Activity. Below are some records. Set each one down exactly as it reads.
The input section start
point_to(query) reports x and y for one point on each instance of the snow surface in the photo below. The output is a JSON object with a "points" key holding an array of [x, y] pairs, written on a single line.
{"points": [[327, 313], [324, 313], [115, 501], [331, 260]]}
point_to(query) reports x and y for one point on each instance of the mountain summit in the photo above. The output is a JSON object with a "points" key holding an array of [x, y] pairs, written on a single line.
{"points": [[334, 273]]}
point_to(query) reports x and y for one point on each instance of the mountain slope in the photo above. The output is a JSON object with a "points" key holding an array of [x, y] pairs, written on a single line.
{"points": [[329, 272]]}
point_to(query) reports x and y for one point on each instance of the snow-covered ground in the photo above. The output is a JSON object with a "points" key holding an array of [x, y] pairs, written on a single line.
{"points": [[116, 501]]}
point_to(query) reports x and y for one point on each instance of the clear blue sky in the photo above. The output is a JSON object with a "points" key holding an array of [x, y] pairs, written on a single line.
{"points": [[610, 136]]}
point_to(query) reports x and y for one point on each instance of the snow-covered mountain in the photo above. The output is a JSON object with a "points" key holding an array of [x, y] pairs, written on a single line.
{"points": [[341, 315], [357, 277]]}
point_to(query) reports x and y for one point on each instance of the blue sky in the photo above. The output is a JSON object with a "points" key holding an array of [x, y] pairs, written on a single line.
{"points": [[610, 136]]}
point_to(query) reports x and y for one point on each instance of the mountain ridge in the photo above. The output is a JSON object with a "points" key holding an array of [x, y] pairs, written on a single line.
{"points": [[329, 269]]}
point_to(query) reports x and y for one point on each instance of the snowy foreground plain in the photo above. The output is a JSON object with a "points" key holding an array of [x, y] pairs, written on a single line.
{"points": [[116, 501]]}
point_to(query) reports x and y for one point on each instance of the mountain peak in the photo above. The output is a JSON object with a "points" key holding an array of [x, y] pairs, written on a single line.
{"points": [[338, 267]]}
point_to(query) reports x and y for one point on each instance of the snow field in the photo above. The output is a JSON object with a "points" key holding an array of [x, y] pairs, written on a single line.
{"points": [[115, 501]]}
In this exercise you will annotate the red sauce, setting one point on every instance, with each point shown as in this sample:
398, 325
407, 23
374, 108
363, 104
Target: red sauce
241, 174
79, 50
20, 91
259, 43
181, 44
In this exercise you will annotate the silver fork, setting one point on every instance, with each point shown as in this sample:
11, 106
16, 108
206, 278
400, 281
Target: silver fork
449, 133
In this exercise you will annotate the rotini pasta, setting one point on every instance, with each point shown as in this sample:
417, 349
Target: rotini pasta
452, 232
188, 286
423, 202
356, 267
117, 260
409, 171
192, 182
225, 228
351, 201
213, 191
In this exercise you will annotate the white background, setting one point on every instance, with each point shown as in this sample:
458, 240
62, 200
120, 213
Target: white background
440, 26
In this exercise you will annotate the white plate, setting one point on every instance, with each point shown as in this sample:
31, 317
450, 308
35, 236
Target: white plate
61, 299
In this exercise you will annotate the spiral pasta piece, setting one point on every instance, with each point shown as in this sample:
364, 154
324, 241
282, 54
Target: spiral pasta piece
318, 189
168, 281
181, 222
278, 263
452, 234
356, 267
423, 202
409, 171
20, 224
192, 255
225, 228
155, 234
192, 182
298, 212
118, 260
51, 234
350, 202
The input section end
Answer for this exercise.
point_to(query) reports x and y for one point on each instance of the snow surface in the photo below. The output is a JSON object with a "points" key holding an array of [x, y] pairs, written on a single line.
{"points": [[327, 313], [324, 313], [115, 501], [331, 260]]}
point_to(query) reports x and y for one point on each instance of the mountain summit in the photo above. The output is a JSON object with a "points" key holding an array of [x, y] pairs, written on a single line.
{"points": [[334, 273]]}
point_to(query) reports x and y for one point on each instance of the mountain slope in the photo above. The output is a JSON object with a "points" key holding an array of [x, y] pairs, written on a single line.
{"points": [[329, 272]]}
point_to(query) reports x and y for one point on each instance of the snow-covered ground in the photo above. The output is a JSON object with a "points" key holding an array of [x, y] pairs, written on a single line.
{"points": [[116, 501]]}
point_to(query) reports x and y for one point on each instance of the clear blue sky in the photo above. The output is a JSON object with a "points" key holding an array of [x, y] pairs, written on a single line.
{"points": [[610, 136]]}
point_to(query) reports x and y for one point on each instance of the snow-covered mountain in the photo above. The output is a JSON object with a "points" key holding an array of [x, y] pairs, written on a single line.
{"points": [[341, 315], [357, 277]]}
point_to(query) reports x and y for one point on each instance of the blue sky in the photo above. The output is a JSON object with a "points" key holding an array of [x, y] pairs, written on a single line.
{"points": [[610, 136]]}
point_to(query) reports x and y for one point on each instance of the mountain ridge in the photo above. The output is a JSON object with a "points" key holding an array of [x, y] pairs, written on a single line.
{"points": [[329, 269]]}
point_to(query) reports x and y for one point on each instance of the snowy foreground plain in the photo above. The output is a JSON object with a "points" key holding an array of [x, y] pairs, written on a single line.
{"points": [[116, 501]]}
point_to(query) reports x and y for one point on each instance of the mountain peak in the photo above. The output is a JSON object with a "points" key holding an array of [x, y] pairs, written on a single line.
{"points": [[338, 267]]}
point_to(query) reports x and y for one point on each instance of the snow field in the photo above. The output is a JSON object with a "points" key holding an array of [x, y] pairs, written on a single line.
{"points": [[115, 501]]}
In this exercise you will annotate the red sauce, setting one point on every instance, with each point shown as in this sample:
398, 325
407, 23
374, 108
363, 104
Target: red sauce
241, 174
79, 50
20, 91
259, 43
181, 44
In this exercise you will annotate the silver fork, setting one point on every instance, with each point shown as in this sample:
11, 106
16, 108
206, 278
400, 281
Target: silver fork
449, 133
In this exercise you will annotate the rotini pasta, setting one point on every instance, with each point shown as in this sample:
417, 349
Target: rotini pasta
452, 232
188, 286
423, 202
356, 267
117, 260
409, 171
192, 182
225, 228
351, 201
213, 191
In this exercise you will annotate the white background, setting one point on every instance, with each point shown as in this sample:
458, 240
62, 200
120, 213
Target: white background
440, 26
In this exercise you will annotate the white plate, setting one point on every instance, with each point shown as in this sample:
31, 317
450, 308
35, 236
Target: white plate
61, 299
In this exercise you will annotate the spiral pasta piece, setting one point on every instance, with each point shown as in this sample:
364, 154
324, 241
282, 54
Target: spiral pasta piece
318, 189
168, 281
181, 222
278, 263
452, 234
356, 267
423, 202
409, 171
20, 224
192, 255
225, 228
155, 234
192, 182
298, 212
118, 260
51, 234
350, 202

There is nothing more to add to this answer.